- [КОРОТКОЕ ЗАДАНИЕ 1]
В какое время происходит действие у Квитки-Основьяненко, если верить предложенному отрывку?

- [ПРЕДЛОЖЕННЫЙ ОТРЫВОК]
┌────────

Прежде всего обращает на себя внимание то, что все перечисленные произведения восходят к фольклорным источникам, в той или иной мере воспроизводят сюжеты бытовавших тогда рассказов, которые носили, как правило, легендарный характер[92]. Зачастую используется по несколько легенд и преданий. Иногда они входят в произведения, как авторские размышления, например у Даля, иногда как вставные рассказы – у Сомова и Квитки. У Сомова в «Сказках о кладах» сюжет является только рамкой для введения малороссийских преданий и легенд. Об этом автор говорит в примечаниях: цель повести – собрать как можно больше подобных рассказов. Гоголевский сюжет основан на одном из таких преданий (поиск цветка папоротника в ночь накануне Ивана Купалы). Сближают все эти тексты распространенные представления о сложности нахождения кладов: они заговорены, их происхождение окутано тайной.
Стоит отметить, что во всех произведениях действие происходит в языческий или православный праздники. У Гоголя, Сомова и Даля – вечер накануне Ивана Купала, у Квитки-Основьяненко – пасхальная неделя (Страстная пятница). Везде главный герой связывается с нечистой силой: у Даля – это незнакомец, который оказывается чертом, у Гоголя – Басаврюк, у Квитки-Основьяненко – Юдище. Авторы вводят мотив договора с чертом, описание представителя потусторонней силы.
Герой повести Квитки Фома Масляк «больше всего любил слушать, когда начнут рассказывать про клады: как один человек с горбатеньким старичишкою, одною ногою хромым, на глаз кривым, неумытым, неопрятным, встретился на кладбище между могилами; как тот человек, испугавшись, да как резнул его со всей силы в ухо, так он весь и рассыпался в серебряные деньги, только забренчали, и тот человек в силу собрал их, и так разбогател, что и вздумать не можно, выскочил в паны и потом все лежал на мягких подушках. Другой рассказывал: как один пьяница поздно вечером возвращался из шинка, а тут навстречу ему из леска хромает рыжая кобыла, шелудивая и сопатая; бесчувственно пьяный наткнулся на нее и пихнул: она тут и рассыпалась в золотые, старинные копеечки, и он их целую неделю все переносил к себе, перестал пить, купил земли, выстроил ветряную мельницу и вовек был покоен. Вот таких-то рассказов наслушавшись, наш Масляченко не захотел уже трудами приобретать ничего, а все думал: „Найду клад один и другой, тогда разом разбогатею и накуплю всего, чего захочу“».
Поддается он на всякие россказни о пещерах, заваленных бочками с золотыми деньгами, о кадках с серебряными рублями и котлах с медными пятаками, о заговорных словах, которые позволят ему все это забрать, когда, дескать, придет фура с всякими деньгами, тогда не надо будет работать, а можно будет враз разбогатеть и всего накупить. Податливый на лживые соблазны, он и себя, и свою жену доводит до разорения. Увидел малорослого горбатенького старичишку, набросился на него – не рассыпается старичишка в деньги, а только мычит и усмехается. И к цыганке приставал: поворожи, мол, когда я разбогатею. Цыганка ему говорит то, что он хотел услышать: скоро разбогатеешь.

└────────

- [КОРОТКОЕ ЗАДАНИЕ 2]
Сколько строк ниже содержат слово «dock»? Регистр учитывается, в ответе укажите только число.

Строки из набора для разметки точками
┌────────

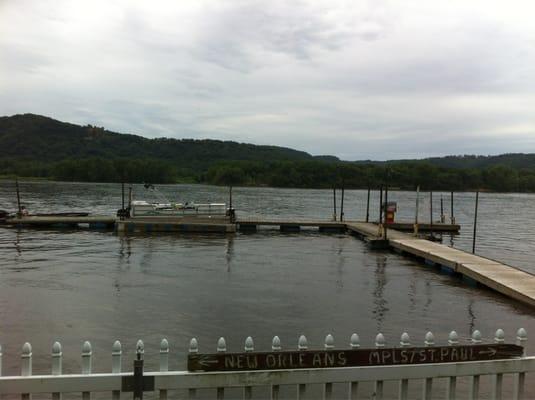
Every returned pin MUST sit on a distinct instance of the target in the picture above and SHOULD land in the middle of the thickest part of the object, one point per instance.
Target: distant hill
(513, 160)
(37, 146)
(40, 138)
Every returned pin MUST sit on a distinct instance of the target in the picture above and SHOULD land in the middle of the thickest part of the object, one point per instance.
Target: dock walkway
(508, 280)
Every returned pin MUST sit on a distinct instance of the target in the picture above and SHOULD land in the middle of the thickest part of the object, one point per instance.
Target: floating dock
(505, 279)
(91, 221)
(185, 224)
(510, 281)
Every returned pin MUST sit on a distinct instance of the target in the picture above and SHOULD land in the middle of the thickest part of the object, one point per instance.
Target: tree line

└────────

- [ПОЛНЫЙ ОТВЕТ 1]
На пасхальной неделе, в Страстную пятницу.

- [ПОЛНЫЙ ОТВЕТ 2]
2